[WHAT YOU ARE ASKED TO DO]
Reproduce the lines of the listing exactly, beginning at the top, until the line with "Q: Point out each instance of the shelf" has been reproduced too.

[PROVIDED DATA]
◇ ◇ ◇

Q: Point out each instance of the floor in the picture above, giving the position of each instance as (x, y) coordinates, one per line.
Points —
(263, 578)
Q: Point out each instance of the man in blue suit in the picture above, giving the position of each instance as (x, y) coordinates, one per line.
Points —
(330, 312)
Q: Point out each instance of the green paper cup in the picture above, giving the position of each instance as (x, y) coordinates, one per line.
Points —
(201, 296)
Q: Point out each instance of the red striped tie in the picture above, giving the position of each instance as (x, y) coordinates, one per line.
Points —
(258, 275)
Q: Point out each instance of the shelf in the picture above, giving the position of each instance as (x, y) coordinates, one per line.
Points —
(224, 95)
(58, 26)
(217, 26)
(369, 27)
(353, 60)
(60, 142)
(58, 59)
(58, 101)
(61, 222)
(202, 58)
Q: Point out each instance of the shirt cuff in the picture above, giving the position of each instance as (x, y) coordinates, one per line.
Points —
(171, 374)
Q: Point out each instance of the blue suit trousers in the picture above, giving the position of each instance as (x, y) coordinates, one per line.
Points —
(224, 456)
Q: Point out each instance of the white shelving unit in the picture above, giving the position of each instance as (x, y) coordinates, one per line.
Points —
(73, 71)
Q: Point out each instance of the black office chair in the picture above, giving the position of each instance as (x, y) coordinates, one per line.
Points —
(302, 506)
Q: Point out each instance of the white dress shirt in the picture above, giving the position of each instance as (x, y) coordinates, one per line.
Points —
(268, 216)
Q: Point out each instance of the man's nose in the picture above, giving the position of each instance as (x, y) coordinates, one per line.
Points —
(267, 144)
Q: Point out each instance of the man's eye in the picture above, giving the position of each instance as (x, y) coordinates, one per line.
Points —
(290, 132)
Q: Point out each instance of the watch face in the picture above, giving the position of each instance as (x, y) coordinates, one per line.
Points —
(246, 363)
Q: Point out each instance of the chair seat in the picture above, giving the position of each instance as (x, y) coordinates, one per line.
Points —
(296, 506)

◇ ◇ ◇

[RESPONSE]
Q: Point out each instance of the floor in the picture above, giving the position of each instance as (x, y) coordinates, one per line.
Points —
(263, 578)
Q: Point out each instance of the man in blue suit in the picture above, giving the position of each instance as (x, y) coordinates, one per line.
Points —
(330, 312)
Q: Point out each instance of the green paper cup in the picture above, giving the position of each instance as (x, y) coordinates, one per line.
Points —
(201, 296)
Q: Point out each instance of the red striped tie in the picture above, giving the position of each instance as (x, y) coordinates, one per line.
Points —
(258, 275)
Q: Point out each instance of the shelf in the picture above, giving the position of each instance as (x, y) coordinates, one per line.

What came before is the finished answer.